### AIM
Write out all of the records below word for word.

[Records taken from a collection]
[start]
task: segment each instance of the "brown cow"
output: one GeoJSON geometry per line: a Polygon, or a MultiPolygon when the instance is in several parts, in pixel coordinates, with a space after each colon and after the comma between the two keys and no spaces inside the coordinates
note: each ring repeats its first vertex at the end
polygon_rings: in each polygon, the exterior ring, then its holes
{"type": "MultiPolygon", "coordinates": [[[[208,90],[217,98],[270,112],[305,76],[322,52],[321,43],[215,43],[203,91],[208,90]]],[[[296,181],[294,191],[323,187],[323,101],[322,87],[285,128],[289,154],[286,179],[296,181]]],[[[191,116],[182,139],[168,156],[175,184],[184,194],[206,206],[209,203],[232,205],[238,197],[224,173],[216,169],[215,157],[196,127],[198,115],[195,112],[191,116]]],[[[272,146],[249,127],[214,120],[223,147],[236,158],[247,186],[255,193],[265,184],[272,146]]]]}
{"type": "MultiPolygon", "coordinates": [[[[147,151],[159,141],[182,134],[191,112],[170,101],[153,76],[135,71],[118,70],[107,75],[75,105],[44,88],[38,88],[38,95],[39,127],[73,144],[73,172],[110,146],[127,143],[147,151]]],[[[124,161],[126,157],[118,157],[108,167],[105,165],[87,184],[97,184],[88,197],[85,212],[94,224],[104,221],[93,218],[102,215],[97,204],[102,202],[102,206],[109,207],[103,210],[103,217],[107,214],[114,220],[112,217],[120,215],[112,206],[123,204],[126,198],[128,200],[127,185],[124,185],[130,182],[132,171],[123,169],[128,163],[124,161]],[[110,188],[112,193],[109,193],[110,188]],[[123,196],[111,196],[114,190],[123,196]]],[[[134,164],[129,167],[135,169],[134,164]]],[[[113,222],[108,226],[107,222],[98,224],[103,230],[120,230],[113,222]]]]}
[end]
### EXERCISE OUTPUT
task: segment each instance of the "brown cow"
output: one GeoJSON geometry per line: a Polygon, or a MultiPolygon when the instance is in several parts, in pixel coordinates, with a space after each colon and after the comma between the two keys and no spaces inside the coordinates
note: each ring repeats its first vertex at the end
polygon_rings: in each polygon, the exterior ring, then its holes
{"type": "MultiPolygon", "coordinates": [[[[208,90],[217,98],[270,112],[305,76],[322,52],[321,43],[215,43],[203,91],[208,90]]],[[[296,181],[294,191],[323,187],[323,101],[322,87],[285,128],[289,154],[286,179],[296,181]]],[[[191,116],[182,139],[168,156],[175,184],[184,194],[206,206],[209,203],[232,205],[238,197],[224,173],[216,169],[215,157],[196,127],[198,115],[195,112],[191,116]]],[[[272,146],[249,127],[214,120],[223,147],[236,158],[247,186],[255,193],[265,184],[272,146]]]]}
{"type": "MultiPolygon", "coordinates": [[[[147,151],[159,141],[182,134],[191,112],[170,101],[153,76],[135,71],[118,70],[107,75],[75,105],[44,88],[38,88],[38,95],[39,127],[73,144],[73,172],[110,146],[127,143],[147,151]]],[[[124,161],[126,157],[118,157],[108,167],[105,165],[87,184],[97,184],[88,197],[85,212],[94,224],[104,221],[93,218],[102,215],[97,204],[102,202],[102,206],[109,207],[103,210],[103,217],[107,214],[114,220],[112,217],[120,215],[112,206],[123,204],[126,198],[128,200],[127,185],[124,185],[130,182],[132,171],[123,169],[128,163],[124,161]],[[110,188],[112,193],[109,193],[110,188]],[[123,196],[111,196],[114,190],[123,196]]],[[[134,164],[129,167],[135,169],[134,164]]],[[[113,222],[108,226],[107,222],[98,224],[103,230],[120,230],[113,222]]]]}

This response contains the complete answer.